THE PROBLEM> Please find each line in the entries below that contains the word "following" and copy those lines out. Treat uppercase and lowercase as different.

___ RECORD LIST ___

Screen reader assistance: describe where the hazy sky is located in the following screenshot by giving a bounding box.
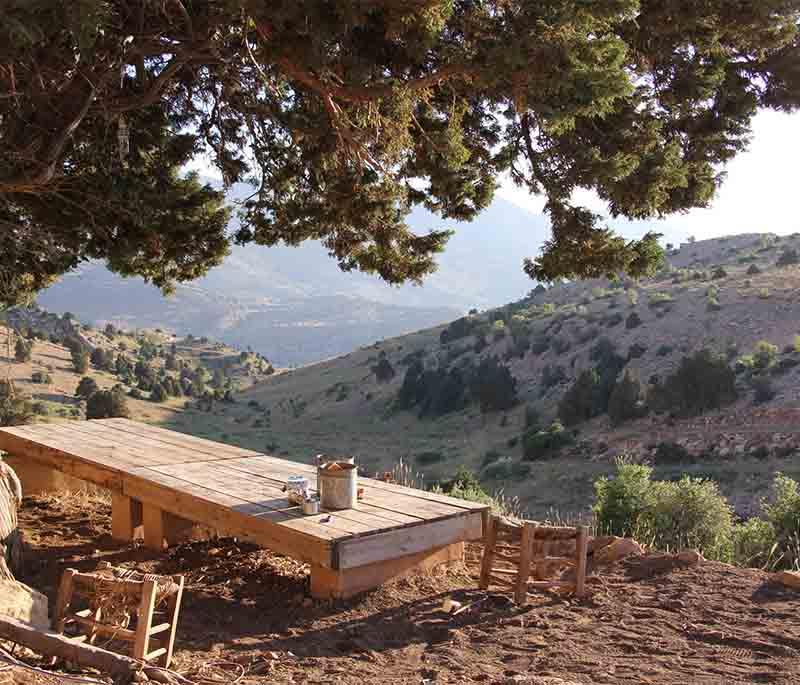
[190,111,800,250]
[500,111,800,242]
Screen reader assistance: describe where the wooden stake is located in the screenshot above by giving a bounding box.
[514,523,535,606]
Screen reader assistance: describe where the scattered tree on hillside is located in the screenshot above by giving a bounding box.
[6,0,800,302]
[86,389,130,419]
[372,350,395,383]
[75,376,98,400]
[469,356,518,412]
[14,336,33,362]
[608,371,647,426]
[652,349,737,416]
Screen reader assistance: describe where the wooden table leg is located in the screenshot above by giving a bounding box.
[311,542,464,599]
[142,502,164,552]
[111,492,144,542]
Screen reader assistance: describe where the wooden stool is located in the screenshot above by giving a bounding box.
[54,562,184,668]
[480,516,589,605]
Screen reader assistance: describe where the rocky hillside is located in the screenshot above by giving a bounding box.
[161,234,800,515]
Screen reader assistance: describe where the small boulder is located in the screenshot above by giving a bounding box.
[592,538,644,564]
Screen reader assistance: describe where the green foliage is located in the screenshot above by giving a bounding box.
[31,371,53,385]
[608,371,647,426]
[14,336,33,362]
[753,340,778,371]
[522,421,575,461]
[732,517,776,568]
[75,376,98,399]
[711,266,728,279]
[625,312,642,330]
[86,389,130,419]
[593,462,733,561]
[469,357,518,412]
[372,350,395,383]
[761,473,800,570]
[653,349,737,416]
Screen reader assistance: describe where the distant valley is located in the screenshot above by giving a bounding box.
[38,199,547,366]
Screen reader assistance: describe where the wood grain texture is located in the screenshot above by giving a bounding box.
[0,419,487,571]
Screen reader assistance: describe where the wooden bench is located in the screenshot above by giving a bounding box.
[0,419,488,597]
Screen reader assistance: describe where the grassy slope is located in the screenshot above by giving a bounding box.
[6,235,800,515]
[161,235,800,515]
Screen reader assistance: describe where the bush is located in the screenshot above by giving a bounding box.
[625,312,642,330]
[732,518,776,568]
[608,371,647,426]
[469,357,518,412]
[753,340,778,371]
[593,462,734,561]
[414,452,444,466]
[761,473,800,568]
[522,421,575,461]
[86,390,130,419]
[14,337,33,362]
[75,376,98,400]
[653,349,737,416]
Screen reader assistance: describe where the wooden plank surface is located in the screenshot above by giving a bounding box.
[0,419,487,569]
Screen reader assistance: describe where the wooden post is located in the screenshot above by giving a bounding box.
[111,492,143,542]
[142,502,164,552]
[133,580,158,661]
[480,514,497,590]
[575,526,589,597]
[162,576,184,668]
[514,523,534,606]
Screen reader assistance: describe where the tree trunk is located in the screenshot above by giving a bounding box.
[0,458,22,580]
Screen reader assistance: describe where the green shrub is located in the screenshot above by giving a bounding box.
[750,376,775,404]
[593,462,733,561]
[625,312,642,330]
[608,371,647,426]
[86,390,130,419]
[732,517,776,568]
[653,349,737,416]
[75,376,98,399]
[31,371,53,385]
[522,421,575,461]
[761,473,800,570]
[14,337,33,362]
[592,461,653,542]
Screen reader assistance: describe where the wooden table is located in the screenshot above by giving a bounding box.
[0,419,488,597]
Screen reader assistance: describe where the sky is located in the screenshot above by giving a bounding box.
[499,111,800,248]
[190,111,800,251]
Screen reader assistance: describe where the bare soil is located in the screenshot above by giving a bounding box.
[9,495,800,685]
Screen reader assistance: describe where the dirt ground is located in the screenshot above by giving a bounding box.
[0,495,800,685]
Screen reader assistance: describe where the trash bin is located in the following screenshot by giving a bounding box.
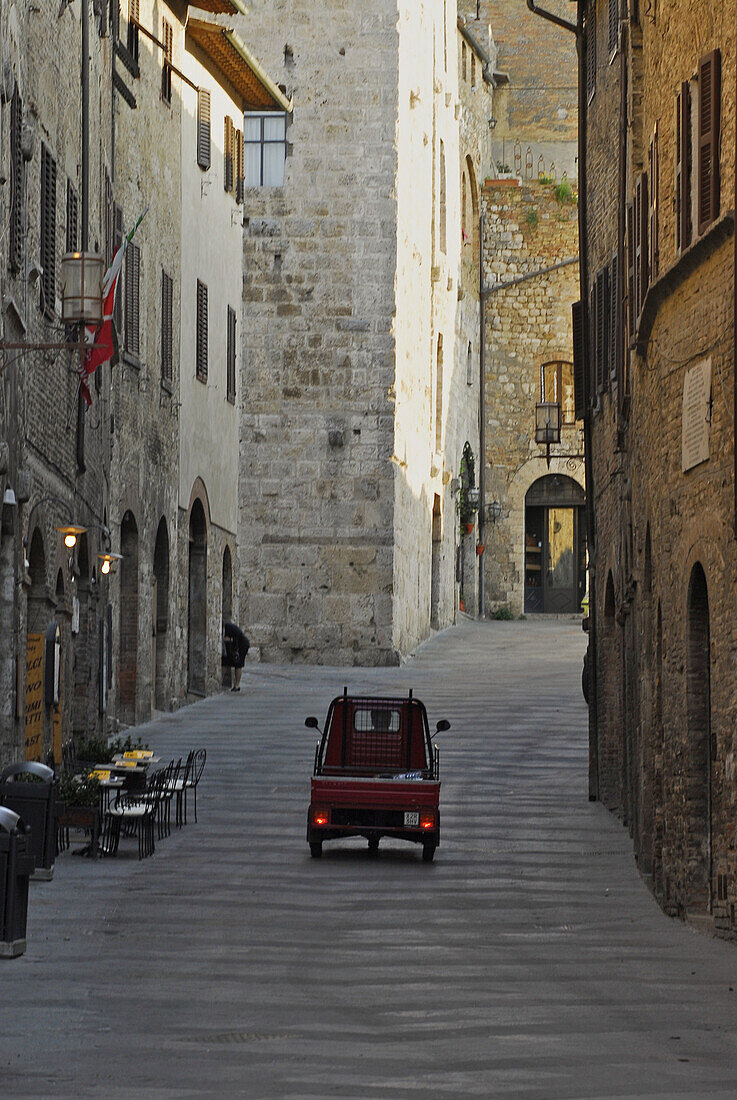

___

PROBLEM SOLUTION>
Screen reader assistance: describe where the hazy sky is located in the following screenshot by giving a bounding box.
Screen reader assistance: describe where the trash bin is located in the following screenshot by giving a bounding box.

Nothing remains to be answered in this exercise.